## GIVEN TEXT
--- --- ---

Former Pope Benedict XVI has been officially confirmed dead at his Vatican residence at the age of 95. The late Pope led the Catholic Church for almost eight years before historically stepping down due to his failing health. The decision made him the first Pope to resign in over 600 years, the last being Gregory XII in 1415.
Tributes have also started pouring out to the late Pope from prominent figures like British Prime Minister Rishi Sunak. Emmanuel Macron, the president of France, sent his condolences to Catholics in France and around the world.
Benedict’s Papacy was quite controversial, strewn with child abuse allegations and legal claims against the church.
Read on to find out more.
The Vatican Has Confirmed Pope Benedict’s Death
On December 31st, BBC News confirmed that Former Pope Benedict XVI had passed away in his Vatican home at age 95. The late Pope led the Catholic Church for almost eight years until he stepped down in 2013 due to his failing health and advanced age. With the decision, Benedict became the first Vatican Pope to step down voluntarily since Gregory XII in 1415.
For the last few years of Benedict’s life, he lived at the Mater Ecclesiae monastery within the Vatican. He received visitors regularly, especially his successor Pope Francis, who’s still the reigning Pope.
The official statement from the Vatican on Benedict’s death read, “With sorrow, I inform you that the Pope Emeritus, Benedict XVI, passed away today at 9:34 in the Mater Ecclesiae Monastery in the Vatican. Further information will be provided as soon as possible.”
Funeral Plans Will Be Announced Soon
The Vatican has also announced that Pope Emeritus’s body would be displayed in St Peter’s Basilica from January 2nd for “the greeting of the faithful” ceremony. They also confirmed that funeral plans for Benedict would be released over the next hours and days.
As he’s the first pope to resign from the position in over 600 years, the Vatican will likely have to write funeral guidelines from scratch. Cardinal Vincent Nichols, the head of the Catholic Church in England and Wales, has paid his respects to Benedict, calling him “one of the great theologians of the 20th century”.
His statement also referred to the late Pope as a man of God that was “always a humble servant.” It also read, “I remember with particular affection the remarkable Papal Visit to these lands in 2010. We saw his courtesy, his gentleness, the perceptiveness of his mind, and the openness of his welcome to everybody that he met.”

--- --- ---

## ENTRIES SUPPLIED

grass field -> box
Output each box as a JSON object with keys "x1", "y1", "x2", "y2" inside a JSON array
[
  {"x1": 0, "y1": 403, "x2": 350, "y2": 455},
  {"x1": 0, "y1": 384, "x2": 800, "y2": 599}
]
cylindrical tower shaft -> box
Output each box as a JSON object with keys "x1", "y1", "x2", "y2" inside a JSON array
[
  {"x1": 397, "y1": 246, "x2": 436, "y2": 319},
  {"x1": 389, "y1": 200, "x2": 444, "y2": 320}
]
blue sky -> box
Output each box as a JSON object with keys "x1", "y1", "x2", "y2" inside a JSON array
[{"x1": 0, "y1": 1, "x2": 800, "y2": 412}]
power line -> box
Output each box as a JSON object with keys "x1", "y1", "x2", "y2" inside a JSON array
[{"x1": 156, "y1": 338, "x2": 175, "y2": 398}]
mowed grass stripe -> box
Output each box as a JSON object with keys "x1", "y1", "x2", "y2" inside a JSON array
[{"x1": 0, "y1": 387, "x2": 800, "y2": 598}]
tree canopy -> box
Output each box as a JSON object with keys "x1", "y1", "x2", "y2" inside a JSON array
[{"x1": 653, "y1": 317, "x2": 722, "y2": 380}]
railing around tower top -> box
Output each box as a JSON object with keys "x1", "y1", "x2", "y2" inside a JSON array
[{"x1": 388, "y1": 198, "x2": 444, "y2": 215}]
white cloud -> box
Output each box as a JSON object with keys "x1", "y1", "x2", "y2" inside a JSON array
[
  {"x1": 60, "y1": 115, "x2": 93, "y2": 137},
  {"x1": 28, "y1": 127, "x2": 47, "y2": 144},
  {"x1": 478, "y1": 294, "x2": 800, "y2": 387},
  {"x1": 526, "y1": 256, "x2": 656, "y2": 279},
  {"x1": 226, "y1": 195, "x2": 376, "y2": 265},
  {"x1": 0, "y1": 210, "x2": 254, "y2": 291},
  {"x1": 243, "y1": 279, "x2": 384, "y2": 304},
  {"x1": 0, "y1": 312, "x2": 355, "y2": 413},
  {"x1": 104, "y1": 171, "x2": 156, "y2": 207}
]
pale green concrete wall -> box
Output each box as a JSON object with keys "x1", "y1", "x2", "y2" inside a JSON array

--- --- ---

## CHECK YOUR UNDERSTANDING
1) In the article on Pope Benedict XVI's death, where did Benedict live during the last few years of his life?
2) Return the passage of the article on Pope Benedict XVI's death that starts at "The Vatican Has Confirmed" and ends at "since Gregory XII in 1415.", copied word for word.

## EXERCISE RESULTS
1) At the Mater Ecclesiae monastery within the Vatican.

2)
The Vatican Has Confirmed Pope Benedict’s Death
On December 31st, BBC News confirmed that Former Pope Benedict XVI had passed away in his Vatican home at age 95. The late Pope led the Catholic Church for almost eight years until he stepped down in 2013 due to his failing health and advanced age. With the decision, Benedict became the first Vatican Pope to step down voluntarily since Gregory XII in 1415.